--- start DATA IN THIS EXERCISE ---

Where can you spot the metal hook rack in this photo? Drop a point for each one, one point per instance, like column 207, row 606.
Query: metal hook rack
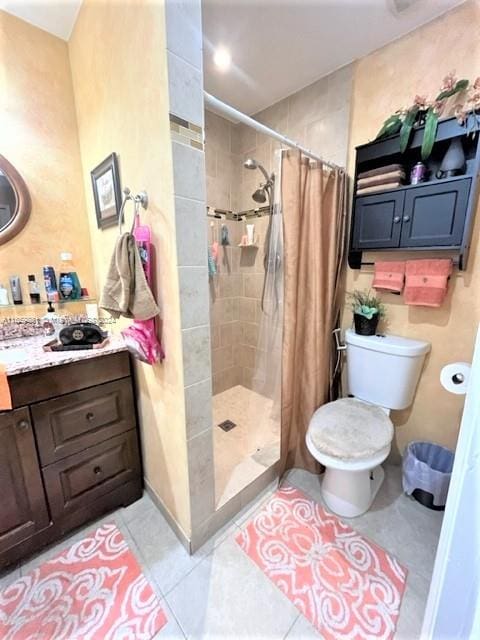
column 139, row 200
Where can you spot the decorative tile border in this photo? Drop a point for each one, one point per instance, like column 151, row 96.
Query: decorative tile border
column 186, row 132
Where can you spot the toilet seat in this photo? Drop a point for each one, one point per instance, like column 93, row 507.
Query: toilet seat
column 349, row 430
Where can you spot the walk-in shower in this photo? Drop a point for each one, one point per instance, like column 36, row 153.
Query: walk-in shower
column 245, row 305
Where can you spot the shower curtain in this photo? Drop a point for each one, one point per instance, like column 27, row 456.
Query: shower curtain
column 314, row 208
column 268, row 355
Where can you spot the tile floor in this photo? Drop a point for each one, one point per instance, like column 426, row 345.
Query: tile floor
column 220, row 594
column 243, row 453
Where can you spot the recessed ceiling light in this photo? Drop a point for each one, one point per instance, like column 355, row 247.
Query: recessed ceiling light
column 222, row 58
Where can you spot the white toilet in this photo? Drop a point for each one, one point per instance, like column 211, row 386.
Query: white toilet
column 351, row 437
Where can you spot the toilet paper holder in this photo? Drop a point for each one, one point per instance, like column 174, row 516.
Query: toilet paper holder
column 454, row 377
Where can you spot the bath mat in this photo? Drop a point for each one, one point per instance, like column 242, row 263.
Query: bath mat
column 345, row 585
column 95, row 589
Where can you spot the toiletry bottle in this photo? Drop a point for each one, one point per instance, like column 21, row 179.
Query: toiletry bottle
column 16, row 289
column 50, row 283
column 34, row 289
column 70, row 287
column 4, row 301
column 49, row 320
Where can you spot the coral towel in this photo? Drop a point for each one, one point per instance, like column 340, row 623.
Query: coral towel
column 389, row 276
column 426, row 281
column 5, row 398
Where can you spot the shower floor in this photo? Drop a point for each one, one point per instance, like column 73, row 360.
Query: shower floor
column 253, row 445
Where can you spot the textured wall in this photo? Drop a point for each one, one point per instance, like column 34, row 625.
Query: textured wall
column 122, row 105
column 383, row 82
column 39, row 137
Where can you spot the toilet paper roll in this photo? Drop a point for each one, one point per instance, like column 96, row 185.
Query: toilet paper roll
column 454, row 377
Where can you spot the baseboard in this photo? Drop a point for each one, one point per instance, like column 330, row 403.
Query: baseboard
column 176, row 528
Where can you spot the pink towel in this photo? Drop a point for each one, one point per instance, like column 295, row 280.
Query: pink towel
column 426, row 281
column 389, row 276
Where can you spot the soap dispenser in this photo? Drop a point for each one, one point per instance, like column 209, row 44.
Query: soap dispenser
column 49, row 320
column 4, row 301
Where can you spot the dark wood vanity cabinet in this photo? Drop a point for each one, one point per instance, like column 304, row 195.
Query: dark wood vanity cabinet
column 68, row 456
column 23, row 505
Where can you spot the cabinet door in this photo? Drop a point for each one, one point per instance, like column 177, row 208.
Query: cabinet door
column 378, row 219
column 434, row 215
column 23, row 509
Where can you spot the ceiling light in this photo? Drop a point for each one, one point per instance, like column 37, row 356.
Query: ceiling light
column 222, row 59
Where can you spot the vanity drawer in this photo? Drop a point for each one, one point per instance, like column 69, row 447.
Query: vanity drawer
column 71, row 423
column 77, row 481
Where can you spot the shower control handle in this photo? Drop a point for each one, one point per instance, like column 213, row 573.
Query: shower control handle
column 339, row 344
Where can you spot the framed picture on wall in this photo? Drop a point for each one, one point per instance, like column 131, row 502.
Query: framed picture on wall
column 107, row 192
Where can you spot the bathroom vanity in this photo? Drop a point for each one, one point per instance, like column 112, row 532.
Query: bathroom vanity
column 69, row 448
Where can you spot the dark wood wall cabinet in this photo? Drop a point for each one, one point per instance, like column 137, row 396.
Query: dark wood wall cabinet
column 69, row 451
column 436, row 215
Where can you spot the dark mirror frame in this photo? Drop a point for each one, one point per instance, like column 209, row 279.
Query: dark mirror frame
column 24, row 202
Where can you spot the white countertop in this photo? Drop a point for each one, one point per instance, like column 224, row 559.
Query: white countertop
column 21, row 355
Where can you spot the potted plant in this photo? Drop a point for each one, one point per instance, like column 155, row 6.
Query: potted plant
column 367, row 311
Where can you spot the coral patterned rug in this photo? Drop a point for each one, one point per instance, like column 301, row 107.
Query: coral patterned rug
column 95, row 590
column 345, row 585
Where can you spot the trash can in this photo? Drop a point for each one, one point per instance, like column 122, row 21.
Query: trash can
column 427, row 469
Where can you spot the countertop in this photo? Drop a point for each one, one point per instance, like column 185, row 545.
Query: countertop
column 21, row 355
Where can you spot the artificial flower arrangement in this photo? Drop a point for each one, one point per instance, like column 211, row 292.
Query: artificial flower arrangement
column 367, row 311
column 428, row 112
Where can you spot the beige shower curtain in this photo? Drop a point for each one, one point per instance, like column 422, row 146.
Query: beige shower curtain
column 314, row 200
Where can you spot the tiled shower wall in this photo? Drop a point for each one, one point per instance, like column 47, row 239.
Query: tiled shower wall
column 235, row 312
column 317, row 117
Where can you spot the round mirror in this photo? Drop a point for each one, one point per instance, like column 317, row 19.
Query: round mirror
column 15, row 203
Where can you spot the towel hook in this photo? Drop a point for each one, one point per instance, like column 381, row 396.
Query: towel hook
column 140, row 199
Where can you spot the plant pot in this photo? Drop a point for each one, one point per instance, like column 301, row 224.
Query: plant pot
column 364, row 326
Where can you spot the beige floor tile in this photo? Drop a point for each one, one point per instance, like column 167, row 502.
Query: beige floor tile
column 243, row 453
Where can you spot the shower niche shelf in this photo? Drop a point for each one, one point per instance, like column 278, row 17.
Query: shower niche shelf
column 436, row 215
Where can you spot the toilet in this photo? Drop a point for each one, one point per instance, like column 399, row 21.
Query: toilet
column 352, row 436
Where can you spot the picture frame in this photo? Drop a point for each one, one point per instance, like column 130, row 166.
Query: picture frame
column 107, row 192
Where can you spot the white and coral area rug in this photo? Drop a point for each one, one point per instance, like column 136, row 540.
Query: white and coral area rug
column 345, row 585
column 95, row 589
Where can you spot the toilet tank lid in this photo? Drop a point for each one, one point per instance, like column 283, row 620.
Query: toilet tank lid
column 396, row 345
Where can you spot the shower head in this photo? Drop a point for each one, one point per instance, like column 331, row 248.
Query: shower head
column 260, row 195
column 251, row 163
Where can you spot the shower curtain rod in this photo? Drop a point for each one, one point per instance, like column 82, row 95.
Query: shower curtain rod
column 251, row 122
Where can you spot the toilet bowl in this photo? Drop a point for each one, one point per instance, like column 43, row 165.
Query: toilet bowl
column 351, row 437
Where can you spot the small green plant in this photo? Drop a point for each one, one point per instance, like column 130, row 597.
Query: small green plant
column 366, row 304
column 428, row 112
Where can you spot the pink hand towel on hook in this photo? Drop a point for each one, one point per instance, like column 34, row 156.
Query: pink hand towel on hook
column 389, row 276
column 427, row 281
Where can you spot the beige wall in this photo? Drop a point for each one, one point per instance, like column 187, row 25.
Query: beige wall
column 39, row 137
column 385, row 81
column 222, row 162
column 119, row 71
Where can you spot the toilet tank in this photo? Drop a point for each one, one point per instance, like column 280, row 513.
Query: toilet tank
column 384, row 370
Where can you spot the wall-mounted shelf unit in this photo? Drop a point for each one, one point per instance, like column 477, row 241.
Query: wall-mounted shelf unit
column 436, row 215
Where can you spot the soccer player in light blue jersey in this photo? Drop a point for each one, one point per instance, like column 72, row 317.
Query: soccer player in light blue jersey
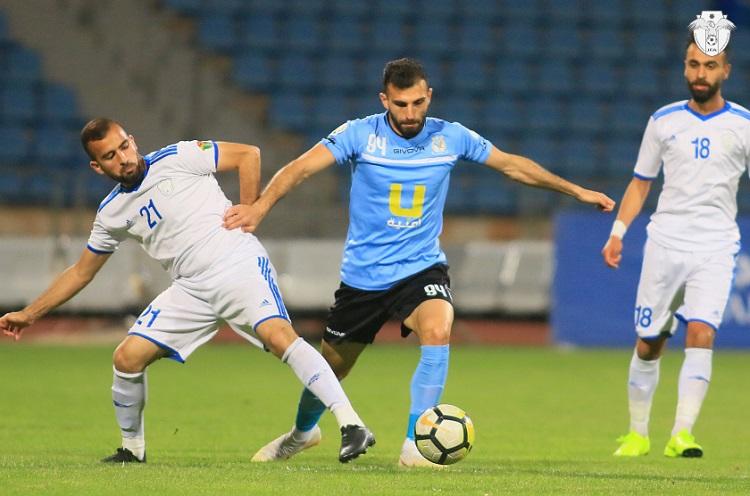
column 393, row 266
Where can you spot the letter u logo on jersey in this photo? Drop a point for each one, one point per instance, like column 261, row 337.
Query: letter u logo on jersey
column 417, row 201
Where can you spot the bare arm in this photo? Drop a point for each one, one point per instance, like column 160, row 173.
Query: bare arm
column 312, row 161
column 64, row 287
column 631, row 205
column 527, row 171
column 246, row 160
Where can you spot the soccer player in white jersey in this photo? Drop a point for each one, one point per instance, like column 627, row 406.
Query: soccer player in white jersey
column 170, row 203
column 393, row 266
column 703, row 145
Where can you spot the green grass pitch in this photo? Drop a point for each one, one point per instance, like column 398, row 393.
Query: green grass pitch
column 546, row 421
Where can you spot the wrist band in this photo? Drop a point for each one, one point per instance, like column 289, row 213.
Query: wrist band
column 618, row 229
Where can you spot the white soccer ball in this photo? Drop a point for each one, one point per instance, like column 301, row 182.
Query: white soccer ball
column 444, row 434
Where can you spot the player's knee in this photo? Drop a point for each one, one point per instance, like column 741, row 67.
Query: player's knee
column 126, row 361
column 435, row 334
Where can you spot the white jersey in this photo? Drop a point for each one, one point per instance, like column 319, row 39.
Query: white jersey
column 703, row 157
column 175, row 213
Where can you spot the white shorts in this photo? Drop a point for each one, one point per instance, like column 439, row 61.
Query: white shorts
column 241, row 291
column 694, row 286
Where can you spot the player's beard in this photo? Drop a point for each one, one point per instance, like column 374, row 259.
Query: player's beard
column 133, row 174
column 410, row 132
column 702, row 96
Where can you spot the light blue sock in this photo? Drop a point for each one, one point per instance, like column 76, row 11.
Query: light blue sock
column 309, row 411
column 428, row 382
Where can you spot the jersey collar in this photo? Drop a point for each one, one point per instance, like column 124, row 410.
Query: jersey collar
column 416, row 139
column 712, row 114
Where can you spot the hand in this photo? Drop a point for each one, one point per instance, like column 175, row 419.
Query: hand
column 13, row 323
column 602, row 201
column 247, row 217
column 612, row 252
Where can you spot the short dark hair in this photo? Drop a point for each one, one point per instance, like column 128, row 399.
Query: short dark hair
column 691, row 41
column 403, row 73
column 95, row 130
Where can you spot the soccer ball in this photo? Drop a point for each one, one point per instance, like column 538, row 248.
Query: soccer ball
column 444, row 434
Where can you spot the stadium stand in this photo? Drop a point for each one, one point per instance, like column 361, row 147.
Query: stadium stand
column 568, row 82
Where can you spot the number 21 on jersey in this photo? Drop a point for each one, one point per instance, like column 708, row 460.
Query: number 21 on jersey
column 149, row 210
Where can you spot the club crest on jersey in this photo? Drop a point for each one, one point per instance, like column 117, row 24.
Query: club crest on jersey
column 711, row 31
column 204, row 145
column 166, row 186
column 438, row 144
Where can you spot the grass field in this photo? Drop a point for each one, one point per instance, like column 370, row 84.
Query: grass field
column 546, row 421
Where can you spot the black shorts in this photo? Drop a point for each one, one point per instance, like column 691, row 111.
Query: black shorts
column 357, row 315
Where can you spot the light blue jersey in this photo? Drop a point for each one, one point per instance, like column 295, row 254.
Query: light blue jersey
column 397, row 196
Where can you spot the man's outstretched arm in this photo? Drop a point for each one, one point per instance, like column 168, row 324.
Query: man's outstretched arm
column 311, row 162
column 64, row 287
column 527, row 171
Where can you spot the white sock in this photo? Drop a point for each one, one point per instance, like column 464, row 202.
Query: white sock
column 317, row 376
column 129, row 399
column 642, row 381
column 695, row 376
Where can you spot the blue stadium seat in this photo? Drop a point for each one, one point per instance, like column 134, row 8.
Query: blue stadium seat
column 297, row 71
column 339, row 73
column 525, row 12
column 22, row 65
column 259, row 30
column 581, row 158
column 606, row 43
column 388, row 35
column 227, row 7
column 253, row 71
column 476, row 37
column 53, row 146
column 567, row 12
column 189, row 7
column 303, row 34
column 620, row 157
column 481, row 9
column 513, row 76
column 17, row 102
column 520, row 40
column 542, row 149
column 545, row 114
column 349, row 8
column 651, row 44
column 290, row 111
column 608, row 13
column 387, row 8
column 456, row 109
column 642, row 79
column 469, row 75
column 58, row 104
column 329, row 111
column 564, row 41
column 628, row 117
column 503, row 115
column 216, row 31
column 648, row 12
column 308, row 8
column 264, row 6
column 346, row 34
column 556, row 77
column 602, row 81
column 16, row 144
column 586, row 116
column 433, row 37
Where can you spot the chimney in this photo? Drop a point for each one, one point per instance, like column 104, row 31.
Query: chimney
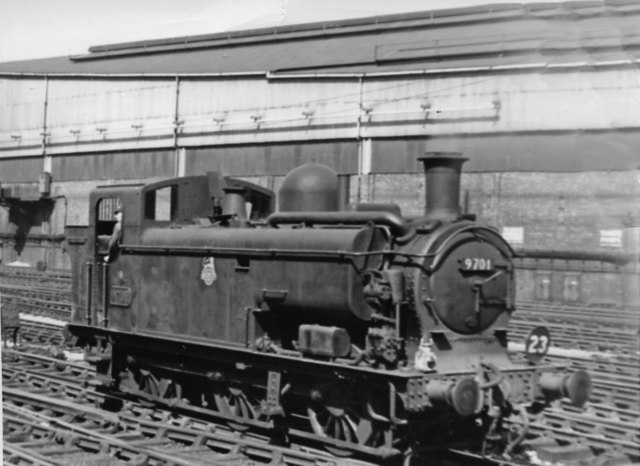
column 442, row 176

--- end DATA IN THIS EXERCISE ---

Put the lines from the start of the records up to and including the line with "column 349, row 430" into a Markdown table with the columns Row and Line, omitting blank lines and leaving out the pictures.

TASK RESPONSE ▸
| Row | Line |
|---|---|
| 1 | Where can you spot the metal hook rack in this photo? Drop a point for each one, one point per instance, like column 207, row 606. |
| 2 | Query: metal hook rack |
| 3 | column 139, row 200 |
| 4 | Where can you spot the decorative tile border in this photo? Drop a point for each one, one point per instance, like column 151, row 96. |
| 5 | Query: decorative tile border |
| 6 | column 186, row 132 |
| 7 | Where can you spot the toilet seat in this photo? Drop a point for each one, one point per instance, like column 93, row 507. |
| 8 | Query: toilet seat |
| 9 | column 349, row 430 |